Given information |
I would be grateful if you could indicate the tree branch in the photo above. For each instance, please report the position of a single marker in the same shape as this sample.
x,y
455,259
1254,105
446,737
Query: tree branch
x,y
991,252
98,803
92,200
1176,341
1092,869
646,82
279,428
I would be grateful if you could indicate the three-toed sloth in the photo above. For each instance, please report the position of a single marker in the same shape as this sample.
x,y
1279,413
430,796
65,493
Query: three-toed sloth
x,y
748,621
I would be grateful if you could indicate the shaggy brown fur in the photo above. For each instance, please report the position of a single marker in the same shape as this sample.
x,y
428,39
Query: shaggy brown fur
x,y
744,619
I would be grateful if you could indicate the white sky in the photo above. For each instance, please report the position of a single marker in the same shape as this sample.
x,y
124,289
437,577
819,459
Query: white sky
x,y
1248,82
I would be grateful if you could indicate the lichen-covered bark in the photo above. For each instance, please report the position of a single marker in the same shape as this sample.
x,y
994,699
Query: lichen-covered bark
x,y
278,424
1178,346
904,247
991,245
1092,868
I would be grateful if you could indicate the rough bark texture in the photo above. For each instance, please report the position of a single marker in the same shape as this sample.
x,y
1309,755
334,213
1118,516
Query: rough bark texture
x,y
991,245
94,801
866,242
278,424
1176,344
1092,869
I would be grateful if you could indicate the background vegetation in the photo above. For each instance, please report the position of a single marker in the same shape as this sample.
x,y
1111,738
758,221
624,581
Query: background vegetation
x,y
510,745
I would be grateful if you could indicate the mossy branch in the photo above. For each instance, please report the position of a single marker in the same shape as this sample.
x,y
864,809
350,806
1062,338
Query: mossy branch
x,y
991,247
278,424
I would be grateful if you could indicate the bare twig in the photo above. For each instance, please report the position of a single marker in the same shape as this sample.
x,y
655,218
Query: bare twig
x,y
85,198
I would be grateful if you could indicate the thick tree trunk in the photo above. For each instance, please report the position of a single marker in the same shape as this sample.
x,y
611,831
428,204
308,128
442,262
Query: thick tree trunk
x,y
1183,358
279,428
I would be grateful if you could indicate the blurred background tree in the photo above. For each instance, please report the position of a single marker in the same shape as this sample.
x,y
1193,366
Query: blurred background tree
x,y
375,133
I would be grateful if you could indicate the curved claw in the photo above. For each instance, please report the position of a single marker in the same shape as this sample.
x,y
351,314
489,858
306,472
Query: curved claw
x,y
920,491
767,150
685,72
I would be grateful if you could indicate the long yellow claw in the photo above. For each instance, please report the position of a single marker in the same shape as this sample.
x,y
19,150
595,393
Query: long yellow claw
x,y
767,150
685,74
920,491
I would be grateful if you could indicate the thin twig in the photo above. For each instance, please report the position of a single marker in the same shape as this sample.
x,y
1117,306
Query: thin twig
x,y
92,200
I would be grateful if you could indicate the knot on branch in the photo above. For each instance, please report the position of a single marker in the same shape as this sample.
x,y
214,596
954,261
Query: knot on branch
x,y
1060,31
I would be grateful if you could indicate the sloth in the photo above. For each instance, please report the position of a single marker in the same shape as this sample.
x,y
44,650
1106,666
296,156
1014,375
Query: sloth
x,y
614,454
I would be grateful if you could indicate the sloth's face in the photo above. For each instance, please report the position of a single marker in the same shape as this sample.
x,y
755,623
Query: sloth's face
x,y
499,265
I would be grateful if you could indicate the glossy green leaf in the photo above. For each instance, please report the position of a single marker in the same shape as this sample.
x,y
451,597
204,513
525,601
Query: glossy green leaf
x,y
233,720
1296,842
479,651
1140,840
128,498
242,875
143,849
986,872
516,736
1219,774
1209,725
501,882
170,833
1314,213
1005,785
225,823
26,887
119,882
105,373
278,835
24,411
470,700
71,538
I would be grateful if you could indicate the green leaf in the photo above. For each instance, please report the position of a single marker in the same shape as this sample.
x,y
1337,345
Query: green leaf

What to work on | Quote every one of the lines above word for word, from the first through the last.

Exercise result |
I would be grateful if you could indicate the tree branch in the photo above. For each instance, please report the position of a single marker in the same shape as this sample.
x,y
455,259
1254,105
446,737
Query: tree branch
x,y
991,252
98,803
92,200
1176,341
1092,869
646,82
279,428
I would be grateful if you could indicate the three-toed sloth in the photo above. For each instance, please report the position of a single marker in the same shape as this sample.
x,y
1279,413
430,796
65,493
Query: three-toed sloth
x,y
748,621
I would be grateful if you could indicate the shaggy brown fur in the photo above. For each instance, please report the position of a single marker in the same shape as this sample.
x,y
428,39
Query: shaggy brown fur
x,y
744,619
I would be grateful if you could indicate the white sky in the photo above. For each instance, please report the position of a single marker in the same shape as this sample.
x,y
124,289
437,577
819,459
Query: white sky
x,y
1248,82
I would be grateful if you could indicate the lichen-covered bark in the photo above. For each instance, please report the position of a single marker in the same shape as this sample.
x,y
994,699
Query: lichen-covered bark
x,y
278,424
1178,346
904,247
991,245
1092,868
I would be grateful if you could indicate the rough bark texture in the photo above. For each instance, please report the position of a single marker in the same shape as this sample.
x,y
1309,755
334,213
1118,516
Query: rough bark texture
x,y
991,245
94,801
866,242
278,424
1176,344
1092,869
I would be grateful if you could indicate the background vegetation in the photo above. For each instance, please report the position of a single marker in the same shape as this sample.
x,y
1111,738
758,221
624,581
Query: background vegetation
x,y
510,745
I would be grateful if you could indicate the mossy branch in the photo above. For each instance, please report the position of a single marker in the same shape as this sample.
x,y
864,809
350,806
1062,338
Query: mossy branch
x,y
991,247
278,424
I would be grateful if you could indicate the bare twig in the photo above. For each instance, please report the position of a single marker in the same shape as this sample.
x,y
655,218
Query: bare twig
x,y
85,198
I would be grateful if you could indicate the thick tree trunk in the photo above. For each instance, please report the position of a single marker in the same shape as this sample.
x,y
611,831
428,204
308,128
442,262
Query: thick tree trunk
x,y
1183,358
279,428
I would be grateful if you could indicate the blurred background tree in the photo above. For each instance, please report the position of a single marker in the same shape as this sample.
x,y
1193,366
Query: blurred background tree
x,y
375,133
I would be grateful if you could indicate the curved claw in the photo above. For each instance, please report the position of a single marker in the same shape as this sample.
x,y
351,314
489,858
306,472
Query: curved claw
x,y
920,491
767,150
685,72
I would be grateful if you could indicate the long yellow claw in the photo above. For each instance, please report the position of a single marker in the same shape as this sample.
x,y
19,150
595,393
Query: long yellow claw
x,y
767,150
685,74
920,491
I would be grateful if you could indicate the thin twig in the photo above. For each instance, please report the position of a single marker in the same shape as this sample.
x,y
1117,306
Query: thin twig
x,y
92,200
I would be grateful if you could indicate the knot on branch in the photo above. For each instance, please report the position of a single marker in the same shape as this sample.
x,y
214,596
954,261
Query: knot on branch
x,y
1060,31
I would be grateful if you could indicate the sloth in the photo above. For each instance, please report the position of a single marker in the same shape as this sample.
x,y
44,650
1106,666
296,156
1014,375
Query: sloth
x,y
614,454
I would be grateful if you could indicate the sloth's face in the photo above. For each instance, please report the position of a single marker in the same shape as this sample.
x,y
755,623
Query: sloth's face
x,y
499,265
I would be grateful if you could indicate the glossy green leaf in the photo above. For each instance, please report the position of a single marker in the same shape as this sample.
x,y
451,597
204,513
525,601
Query: glossy green leaf
x,y
233,720
1296,842
479,651
1140,840
128,498
242,875
143,849
986,872
516,736
1219,774
1209,725
501,882
170,833
1314,213
1005,785
225,823
26,887
119,882
105,373
278,835
24,411
470,700
71,538
I would be grateful if you could indicate the green leaf in the photo above. For each instance, please report the position of a single marker in the same shape as this sample.
x,y
1337,345
Query: green leaf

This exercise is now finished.